__原文__.
☆ ☆ ☆ ☆ ☆
最后决定权应完全归于大臣本人,在这一意义上,委员
会应该只不过是谘询性质的。但是既不应该把他们看作不重
要的人,他们也不应该把自己看作不重要的人,或者看作大
臣本人可以随意加以贬低的人。隶属于一个强有力的并且多
半是任性的人下面的顾问们,应当以这样的情况为条件,即:
对他们来说为了保持信誉不能不表示意见,而对那个人来说
则不能不听取并考虑他们的意见,不管他采纳与否。印度总
督和各个省长的委员会的组成正符合此处所说的首脑和顾
问之间的关系。这些委员会由具有对印度事务的专门知识的
人们组成,这种知识是总督和地方长官通常欠缺的,并且也
不希望要求他们具有的。通常,委员会的每个成员须提出意
见,当然这常常并非出于明白规定。但如果存在意见上的分
歧,每个成员可以任意决定——这是一向的惯例——把他所
持的理由记录下来,总督,或地方长官,也同样这样做。在
通常情况下,决定是按照多数的意见作出的,因此委员会在
政府中起着重要的作用。但是,如果总督或地方长官认为合
适的话,他甚至可以把委员会全体一致的意见撇开不管,而
将他的理由记录下来。其结果是,首脑个人而且是有效地对
政府的每一项行为负责。委员会成员仅负顾问的责任;但从
所能提出的文件,以及在议会或舆论的要求下经常提出的文
件中,大家总是知道每个人所提出的意见,以及对他的意见
所提出的理由。同时,由于他们的颇为显要的地位,并且在
名义上参加了一切政府行为,他们几乎具有好象整个责任担
在他们肩上那样强烈的动机去专心致志于公共事务,并形成
和表达对每项公共事务经过仔细考虑的意见。
进行最高级行政事务的这种方式,是政治史上使手段适
应目的要求的最成功的事例之一。这种方式是从丰富了政治
艺术的东印度公司的统治经验中得来的;然而,象给我们国
家保存住印度的多数其他聪明的设计,以及所产生的从当时
情况和物质条件看来真正是不可思议的好政府那样,大概注
定要在印度政府的传统似乎无法逃避的普遍大破坏中毁灭,
因为这些传统遭到公众的无知和政治人物的傲慢的虚荣心的
践踏。现在就已经有废除委员会的叫喊,把它看作是系在政
府车轮上的多余的和费钱的障碍物;另一方面,废除职业文
官的呼声早已甚嚣尘上,并日益得到最上层人物的支持。文
官制度培养着组成委员会所需要的人员,而且它的存在是委
员会具有价值的唯一保证。
☆ ☆ ☆ ☆ ☆
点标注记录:
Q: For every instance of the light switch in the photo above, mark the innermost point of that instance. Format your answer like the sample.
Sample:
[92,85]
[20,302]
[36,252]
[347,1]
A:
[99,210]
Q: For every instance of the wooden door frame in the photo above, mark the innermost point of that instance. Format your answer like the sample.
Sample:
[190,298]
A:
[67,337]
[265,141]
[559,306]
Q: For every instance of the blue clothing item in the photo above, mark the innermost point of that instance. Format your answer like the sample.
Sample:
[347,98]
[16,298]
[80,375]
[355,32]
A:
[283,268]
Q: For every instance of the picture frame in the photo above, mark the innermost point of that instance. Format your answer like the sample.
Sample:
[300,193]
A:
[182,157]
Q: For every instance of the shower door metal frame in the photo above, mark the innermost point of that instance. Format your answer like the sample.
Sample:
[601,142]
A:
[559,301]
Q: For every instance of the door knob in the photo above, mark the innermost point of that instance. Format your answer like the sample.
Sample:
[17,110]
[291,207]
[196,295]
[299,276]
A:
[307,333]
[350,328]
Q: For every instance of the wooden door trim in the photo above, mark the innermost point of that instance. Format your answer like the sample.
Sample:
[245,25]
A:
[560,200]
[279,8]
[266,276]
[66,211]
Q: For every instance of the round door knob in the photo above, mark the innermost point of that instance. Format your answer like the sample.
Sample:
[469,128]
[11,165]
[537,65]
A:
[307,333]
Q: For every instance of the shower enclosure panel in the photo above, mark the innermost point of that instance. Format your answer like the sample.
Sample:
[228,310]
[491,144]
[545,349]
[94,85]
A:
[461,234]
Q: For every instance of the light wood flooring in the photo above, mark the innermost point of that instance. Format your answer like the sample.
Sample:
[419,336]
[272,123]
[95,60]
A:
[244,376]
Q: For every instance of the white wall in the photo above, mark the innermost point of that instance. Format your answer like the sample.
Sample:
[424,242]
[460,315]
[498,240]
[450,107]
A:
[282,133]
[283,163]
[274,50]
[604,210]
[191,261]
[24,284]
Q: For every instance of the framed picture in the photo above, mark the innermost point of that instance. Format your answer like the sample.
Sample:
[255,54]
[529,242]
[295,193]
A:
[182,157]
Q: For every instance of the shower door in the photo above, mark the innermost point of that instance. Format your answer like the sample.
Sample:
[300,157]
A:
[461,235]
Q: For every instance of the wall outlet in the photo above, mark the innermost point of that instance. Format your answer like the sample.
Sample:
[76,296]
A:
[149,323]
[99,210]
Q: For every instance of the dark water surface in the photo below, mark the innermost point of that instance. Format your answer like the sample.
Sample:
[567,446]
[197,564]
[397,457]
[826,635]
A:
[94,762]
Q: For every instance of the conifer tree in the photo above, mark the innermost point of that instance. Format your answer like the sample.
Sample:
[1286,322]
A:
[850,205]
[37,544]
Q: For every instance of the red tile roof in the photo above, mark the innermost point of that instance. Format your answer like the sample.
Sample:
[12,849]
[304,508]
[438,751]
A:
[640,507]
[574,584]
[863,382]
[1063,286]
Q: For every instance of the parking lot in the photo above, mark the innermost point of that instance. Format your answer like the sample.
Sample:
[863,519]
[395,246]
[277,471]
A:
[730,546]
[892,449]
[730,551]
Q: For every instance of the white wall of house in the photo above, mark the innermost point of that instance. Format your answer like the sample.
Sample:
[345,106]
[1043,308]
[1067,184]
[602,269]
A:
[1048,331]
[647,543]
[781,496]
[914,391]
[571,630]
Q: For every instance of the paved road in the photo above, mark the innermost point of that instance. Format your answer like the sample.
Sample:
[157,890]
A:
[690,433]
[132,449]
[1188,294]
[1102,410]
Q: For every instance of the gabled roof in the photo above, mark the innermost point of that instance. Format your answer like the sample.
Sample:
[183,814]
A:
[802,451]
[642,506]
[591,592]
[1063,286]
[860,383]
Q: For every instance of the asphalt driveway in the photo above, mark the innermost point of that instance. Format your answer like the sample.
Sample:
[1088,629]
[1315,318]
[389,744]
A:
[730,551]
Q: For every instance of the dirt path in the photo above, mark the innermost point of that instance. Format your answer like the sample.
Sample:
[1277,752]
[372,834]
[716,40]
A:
☆ ☆ ☆ ☆ ☆
把上面谈委员会的这篇原文中从“进行最高级行政事务的这种方式,是政治史上使手段适”往下直到“员会具有价值的唯一保证。”的全部文字原样打印出来。

进行最高级行政事务的这种方式,是政治史上使手段适
应目的要求的最成功的事例之一。这种方式是从丰富了政治
艺术的东印度公司的统治经验中得来的;然而,象给我们国
家保存住印度的多数其他聪明的设计,以及所产生的从当时
情况和物质条件看来真正是不可思议的好政府那样,大概注
定要在印度政府的传统似乎无法逃避的普遍大破坏中毁灭,
因为这些传统遭到公众的无知和政治人物的傲慢的虚荣心的
践踏。现在就已经有废除委员会的叫喊,把它看作是系在政
府车轮上的多余的和费钱的障碍物;另一方面,废除职业文
官的呼声早已甚嚣尘上,并日益得到最上层人物的支持。文
官制度培养着组成委员会所需要的人员,而且它的存在是委
员会具有价值的唯一保证。